:: Data for this exercise

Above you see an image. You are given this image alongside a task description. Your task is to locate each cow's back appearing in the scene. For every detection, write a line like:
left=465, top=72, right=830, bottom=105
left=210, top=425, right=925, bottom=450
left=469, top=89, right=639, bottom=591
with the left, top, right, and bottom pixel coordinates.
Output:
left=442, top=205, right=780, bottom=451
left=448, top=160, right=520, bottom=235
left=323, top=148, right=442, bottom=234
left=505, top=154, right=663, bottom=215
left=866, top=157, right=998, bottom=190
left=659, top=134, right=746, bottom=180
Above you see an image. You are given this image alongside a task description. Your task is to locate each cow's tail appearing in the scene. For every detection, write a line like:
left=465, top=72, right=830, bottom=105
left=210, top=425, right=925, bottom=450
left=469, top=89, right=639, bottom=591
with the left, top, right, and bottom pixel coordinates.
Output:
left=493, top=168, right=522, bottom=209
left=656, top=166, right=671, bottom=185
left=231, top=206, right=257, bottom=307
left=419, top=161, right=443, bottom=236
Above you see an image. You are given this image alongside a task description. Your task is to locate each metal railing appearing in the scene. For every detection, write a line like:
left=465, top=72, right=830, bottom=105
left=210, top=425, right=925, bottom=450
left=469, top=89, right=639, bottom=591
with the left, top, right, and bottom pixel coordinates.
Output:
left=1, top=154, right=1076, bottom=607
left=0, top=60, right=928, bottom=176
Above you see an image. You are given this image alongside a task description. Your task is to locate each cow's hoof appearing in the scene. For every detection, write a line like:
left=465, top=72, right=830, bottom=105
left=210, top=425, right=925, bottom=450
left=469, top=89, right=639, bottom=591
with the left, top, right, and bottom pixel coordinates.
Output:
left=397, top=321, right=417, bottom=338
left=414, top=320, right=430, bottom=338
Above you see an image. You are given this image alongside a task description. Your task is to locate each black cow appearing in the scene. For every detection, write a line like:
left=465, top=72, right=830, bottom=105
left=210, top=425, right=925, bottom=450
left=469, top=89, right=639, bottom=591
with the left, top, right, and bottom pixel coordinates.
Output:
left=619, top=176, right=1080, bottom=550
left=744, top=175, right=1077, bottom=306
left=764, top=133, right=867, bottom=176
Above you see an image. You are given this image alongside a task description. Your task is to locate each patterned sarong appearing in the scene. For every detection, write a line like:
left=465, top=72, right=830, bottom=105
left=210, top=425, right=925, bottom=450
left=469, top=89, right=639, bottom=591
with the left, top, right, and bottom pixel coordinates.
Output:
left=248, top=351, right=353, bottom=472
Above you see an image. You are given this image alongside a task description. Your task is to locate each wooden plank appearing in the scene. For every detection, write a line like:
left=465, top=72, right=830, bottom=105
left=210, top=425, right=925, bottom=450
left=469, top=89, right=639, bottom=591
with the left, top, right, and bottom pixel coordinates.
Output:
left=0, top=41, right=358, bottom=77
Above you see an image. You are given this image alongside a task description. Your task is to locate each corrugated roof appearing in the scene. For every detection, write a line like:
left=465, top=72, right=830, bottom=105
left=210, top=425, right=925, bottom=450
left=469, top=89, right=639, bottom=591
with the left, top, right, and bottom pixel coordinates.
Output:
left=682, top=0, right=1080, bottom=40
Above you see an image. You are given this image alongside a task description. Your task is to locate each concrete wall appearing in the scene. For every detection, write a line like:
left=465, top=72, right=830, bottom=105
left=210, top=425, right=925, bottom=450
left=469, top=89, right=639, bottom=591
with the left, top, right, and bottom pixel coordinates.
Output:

::::

» Work task
All of the entries above need to be reproduced exactly.

» Solution to the problem
Above you see an image. You are given this image alongside a task description. Your task is to locate each cow's back appearing in the scene. For every detection, write a line like:
left=465, top=72, right=830, bottom=105
left=210, top=425, right=925, bottom=450
left=469, top=89, right=639, bottom=591
with the left, top, right, and bottom pixel coordinates.
Output:
left=442, top=205, right=780, bottom=451
left=448, top=160, right=520, bottom=235
left=323, top=148, right=442, bottom=234
left=505, top=154, right=663, bottom=215
left=866, top=157, right=998, bottom=190
left=659, top=134, right=746, bottom=180
Above you see an image. You are given this image alongside a task description. Your task is to locate each cow's tail appearing in the scene. For every detection, write a line like:
left=465, top=72, right=830, bottom=105
left=210, top=425, right=925, bottom=450
left=469, top=89, right=639, bottom=591
with the left, top, right, and bottom pixel coordinates.
Output:
left=493, top=168, right=522, bottom=209
left=656, top=166, right=671, bottom=185
left=231, top=206, right=257, bottom=307
left=419, top=161, right=443, bottom=236
Above you see an image. You are given this image alongside a task description. Your task is to locate each metal railing appearing in the scene. For every detection, write a line like:
left=465, top=72, right=830, bottom=105
left=210, top=425, right=925, bottom=450
left=469, top=89, right=639, bottom=591
with the left, top, right, and bottom pixel coordinates.
Output:
left=1, top=154, right=1076, bottom=607
left=0, top=60, right=928, bottom=176
Above you see an image. You are given this image alongside a task description. Your task is to locate each cow's hoof appearing in the scene. For every detection, write a line like:
left=465, top=72, right=830, bottom=105
left=210, top=425, right=925, bottom=450
left=469, top=89, right=639, bottom=591
with the left, top, right, and bottom pixel coordinates.
Output:
left=397, top=321, right=417, bottom=338
left=414, top=320, right=430, bottom=338
Above you see an image. You are given this image alongside a task description. Your task is to locate each black cow appearing in the scene. For every detection, write a line like:
left=465, top=72, right=830, bottom=105
left=210, top=425, right=925, bottom=450
left=469, top=89, right=639, bottom=591
with the left, top, right, and bottom pixel coordinates.
Output:
left=619, top=176, right=1080, bottom=550
left=744, top=175, right=1077, bottom=306
left=764, top=133, right=867, bottom=176
Above you see an image. You are given this image alongside a task description. Your task is to locate each patterned sarong appearing in the scene. For every detection, write a line like:
left=465, top=72, right=830, bottom=105
left=210, top=425, right=925, bottom=450
left=469, top=89, right=639, bottom=591
with the left, top, right, and bottom pixel coordinates.
Output:
left=248, top=351, right=353, bottom=472
Above you see an image. You are given this image alongside a task description. Your task is to locate each wooden plank appearing in the scene. For every detection, write a line like:
left=465, top=72, right=830, bottom=105
left=210, top=425, right=925, bottom=450
left=469, top=89, right=639, bottom=591
with the left, top, right, and bottom pixel coordinates.
Output:
left=0, top=41, right=358, bottom=77
Above you see an image. You are given this image alongside a task description. Your task is to locate each corrugated roof appearing in the scene. For every detection, write a line like:
left=465, top=72, right=830, bottom=105
left=210, top=425, right=925, bottom=450
left=469, top=89, right=639, bottom=591
with the left, top, right, and bottom pixel coordinates.
Output:
left=682, top=0, right=1080, bottom=40
Above you see an image. You are given this image alongside a task description. Your task is to locate each concrete wall appearing in the scene. For every detection, write a line like:
left=465, top=72, right=830, bottom=105
left=210, top=425, right=925, bottom=450
left=469, top=89, right=639, bottom=591
with the left, top, right, and bottom pixel coordinates.
Output:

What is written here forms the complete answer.